*WHAT IS EXPECTED*:
Rewrite the records below with "innermost" swapped for "central" and everything else left as it is. Leave the pictures out of your answer.
::::
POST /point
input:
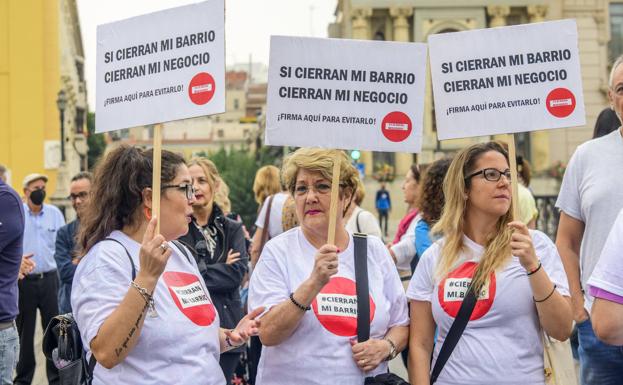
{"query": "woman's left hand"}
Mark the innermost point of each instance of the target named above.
(368, 355)
(247, 327)
(522, 247)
::::
*ANSWER TO THE TASK*:
POST /point
input:
{"query": "woman's left hand"}
Mark the central point of each instance of the target named above.
(368, 355)
(247, 327)
(522, 247)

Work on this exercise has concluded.